**Tasks to perform**
1: Answer these questions from the forum thread about the US1910Project below, labeling each answer (a), (b) or (c):
(a) How many Records Operations Centers are said to operate in the United States?
(b) What USERID marks the work of the Records Operations Center missionaries?
(c) About how long did the husband spend cleaning up his new duplicates?
2: Rewrite the forum thread about the US1910Project from "BTW, My husband" to "1910 US census.", putting "dismayed" in place of "horrified".
3: List every name the forum thread about the US1910Project gives for the extraction program.

**Passage provided**
US1910Project
Answers
-
@Paul W Glad you found it. There's also a lengthy paper with several links, including some to YouTube, covering the greater project that I found after I had posted yesterday.
1 -
The morphing of the US1910Project continues..
As has been brought up, the US1910Project has proliferated as they have added the 1900 US census to this project: US1910Project and USCensusProject
Now there's a third entity involved. Have you every heard of the ROC? (R)ecords (O)perations (C)enter. There are at at least 14 of these centers operating in the United States. Missionaries are called to work there to help provide more indexed sources, update standardized locations, work on the 1950 US census AND....adding African American families listed on the 1900 US census!! So, if you come across their work, the USERID is: Community Census Project
Now there's at least three names for this extraction program:
US1910Project
USCensusProject
Community Census Project (African American families)
BTW, My husband works at one of the ROCs and was showing me how "wonderful" the app Goldie Mae was. I waited quietly until he displayed how this program added the "missing children" from a 1900 US census record to an existing FS record of the parents that had been generated from a marriage record. Then I asked him to go look for a possible duplicate set created from the 1910 US census record. He was horrified to find he'd just added the parents and three of the existing children AGAIN! He spent almost 45 minutes cleaning up his new duplicates and adding the alternative spellings from the 1910 US census.

**Dataset records**

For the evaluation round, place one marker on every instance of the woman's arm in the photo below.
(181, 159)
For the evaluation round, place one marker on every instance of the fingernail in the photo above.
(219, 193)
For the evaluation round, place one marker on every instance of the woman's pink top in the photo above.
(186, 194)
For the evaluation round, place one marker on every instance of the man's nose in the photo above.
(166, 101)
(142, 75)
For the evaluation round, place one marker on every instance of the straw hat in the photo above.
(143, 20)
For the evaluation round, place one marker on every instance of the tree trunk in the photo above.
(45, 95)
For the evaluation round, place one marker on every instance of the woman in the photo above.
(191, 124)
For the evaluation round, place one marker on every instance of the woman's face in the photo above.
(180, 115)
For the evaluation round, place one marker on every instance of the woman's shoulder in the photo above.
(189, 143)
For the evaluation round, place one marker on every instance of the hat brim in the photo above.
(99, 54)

...

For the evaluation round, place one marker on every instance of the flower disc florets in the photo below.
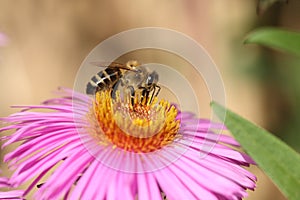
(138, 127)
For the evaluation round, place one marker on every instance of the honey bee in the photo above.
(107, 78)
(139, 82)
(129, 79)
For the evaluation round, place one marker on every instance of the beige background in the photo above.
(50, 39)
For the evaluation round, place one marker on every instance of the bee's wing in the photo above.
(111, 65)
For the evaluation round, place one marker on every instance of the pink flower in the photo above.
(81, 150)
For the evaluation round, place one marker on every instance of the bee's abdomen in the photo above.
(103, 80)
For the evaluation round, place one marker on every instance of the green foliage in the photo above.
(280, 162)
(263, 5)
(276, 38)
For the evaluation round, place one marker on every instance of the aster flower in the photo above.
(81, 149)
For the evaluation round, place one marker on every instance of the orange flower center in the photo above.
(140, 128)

**Responses**
1:
(a) At least 14
(b) Community Census Project
(c) Almost 45 minutes

2:
BTW, My husband works at one of the ROCs and was showing me how "wonderful" the app Goldie Mae was. I waited quietly until he displayed how this program added the "missing children" from a 1900 US census record to an existing FS record of the parents that had been generated from a marriage record. Then I asked him to go look for a possible duplicate set created from the 1910 US census record. He was dismayed to find he'd just added the parents and three of the existing children AGAIN! He spent almost 45 minutes cleaning up his new duplicates and adding the alternative spellings from the 1910 US census.

3:
US1910Project
USCensusProject
Community Census Project